To do:
Nothing in the records may change. Output them all exactly.
+--
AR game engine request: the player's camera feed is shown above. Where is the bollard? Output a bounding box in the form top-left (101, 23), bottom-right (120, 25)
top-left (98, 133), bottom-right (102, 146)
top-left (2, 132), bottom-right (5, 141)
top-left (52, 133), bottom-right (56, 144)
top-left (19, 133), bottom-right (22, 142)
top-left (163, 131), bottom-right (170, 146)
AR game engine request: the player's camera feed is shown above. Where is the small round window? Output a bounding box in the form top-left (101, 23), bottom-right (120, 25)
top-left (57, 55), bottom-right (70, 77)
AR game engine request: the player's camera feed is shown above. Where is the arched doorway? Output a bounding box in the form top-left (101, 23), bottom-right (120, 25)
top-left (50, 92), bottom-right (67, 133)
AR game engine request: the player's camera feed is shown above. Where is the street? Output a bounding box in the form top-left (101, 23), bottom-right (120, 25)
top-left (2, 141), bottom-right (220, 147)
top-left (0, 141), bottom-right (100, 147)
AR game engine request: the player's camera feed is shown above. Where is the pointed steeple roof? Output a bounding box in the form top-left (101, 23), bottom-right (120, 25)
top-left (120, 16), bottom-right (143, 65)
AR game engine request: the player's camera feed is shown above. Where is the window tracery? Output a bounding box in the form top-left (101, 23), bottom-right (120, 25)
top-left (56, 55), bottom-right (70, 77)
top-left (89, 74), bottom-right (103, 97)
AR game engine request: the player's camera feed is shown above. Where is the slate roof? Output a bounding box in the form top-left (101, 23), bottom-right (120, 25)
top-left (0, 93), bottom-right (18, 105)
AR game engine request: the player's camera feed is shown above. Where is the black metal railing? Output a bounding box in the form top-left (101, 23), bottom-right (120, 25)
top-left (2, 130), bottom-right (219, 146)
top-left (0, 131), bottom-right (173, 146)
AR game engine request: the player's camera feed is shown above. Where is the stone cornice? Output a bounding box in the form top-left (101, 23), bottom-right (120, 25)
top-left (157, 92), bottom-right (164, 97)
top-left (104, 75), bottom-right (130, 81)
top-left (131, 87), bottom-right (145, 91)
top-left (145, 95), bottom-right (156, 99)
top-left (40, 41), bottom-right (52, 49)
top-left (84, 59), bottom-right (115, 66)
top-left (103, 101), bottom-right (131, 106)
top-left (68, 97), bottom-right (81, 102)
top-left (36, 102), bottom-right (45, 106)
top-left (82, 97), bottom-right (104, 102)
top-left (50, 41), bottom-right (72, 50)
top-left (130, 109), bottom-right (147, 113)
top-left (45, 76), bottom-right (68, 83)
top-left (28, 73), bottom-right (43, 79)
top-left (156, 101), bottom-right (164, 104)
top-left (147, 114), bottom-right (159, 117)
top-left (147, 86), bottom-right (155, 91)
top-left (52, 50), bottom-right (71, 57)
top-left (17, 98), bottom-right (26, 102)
+--
Output for this task:
AR game engine request: the player's camera feed is shown above. Where is the bollard? Output a bounding box in the form top-left (101, 23), bottom-right (120, 25)
top-left (98, 133), bottom-right (102, 146)
top-left (2, 132), bottom-right (5, 141)
top-left (52, 133), bottom-right (56, 144)
top-left (19, 133), bottom-right (22, 142)
top-left (163, 131), bottom-right (170, 146)
AR game engine request: the player's camera feed is shown above. Where is the small round window? Output a bounding box in the form top-left (101, 23), bottom-right (120, 25)
top-left (57, 55), bottom-right (70, 77)
AR game engine request: the player's camera feed is shown above. Where is the arched doorway? Output a bounding box in the form top-left (101, 23), bottom-right (120, 25)
top-left (50, 92), bottom-right (67, 133)
AR game engine request: the player's camera feed is shown above. Where is the street? Output a bounding box in the form top-left (101, 23), bottom-right (120, 25)
top-left (2, 141), bottom-right (220, 147)
top-left (0, 141), bottom-right (100, 147)
AR game engine request: the player's camera feed is shown above. Where is the pointed steeple roof? Output a bounding box in the form top-left (101, 23), bottom-right (120, 25)
top-left (120, 16), bottom-right (143, 65)
AR game engine request: the player's camera feed is shown above. Where is the window tracery? Output a bounding box in the form top-left (101, 23), bottom-right (120, 25)
top-left (56, 55), bottom-right (70, 77)
top-left (89, 74), bottom-right (103, 97)
AR game engine request: the player's camera feed is shown above. Where is the slate roof? Output a bounding box in the form top-left (101, 23), bottom-right (120, 25)
top-left (0, 93), bottom-right (18, 105)
AR game engine request: the player's camera feed is shown above. Where is the black metal railing? Output a bounding box in the form top-left (101, 23), bottom-right (120, 25)
top-left (2, 130), bottom-right (219, 146)
top-left (0, 131), bottom-right (173, 146)
AR game engine request: the player's camera feed is shown above. Where is the stone cornice? Output a bounding box in the form top-left (101, 23), bottom-right (120, 25)
top-left (157, 92), bottom-right (164, 97)
top-left (104, 75), bottom-right (130, 81)
top-left (131, 87), bottom-right (145, 91)
top-left (145, 95), bottom-right (156, 99)
top-left (40, 41), bottom-right (52, 49)
top-left (84, 59), bottom-right (115, 66)
top-left (103, 101), bottom-right (131, 106)
top-left (68, 97), bottom-right (81, 102)
top-left (36, 102), bottom-right (45, 106)
top-left (82, 97), bottom-right (104, 102)
top-left (50, 41), bottom-right (72, 50)
top-left (130, 109), bottom-right (147, 113)
top-left (45, 76), bottom-right (68, 83)
top-left (28, 73), bottom-right (43, 79)
top-left (156, 101), bottom-right (164, 104)
top-left (147, 114), bottom-right (159, 117)
top-left (147, 86), bottom-right (155, 91)
top-left (52, 50), bottom-right (71, 57)
top-left (17, 98), bottom-right (26, 102)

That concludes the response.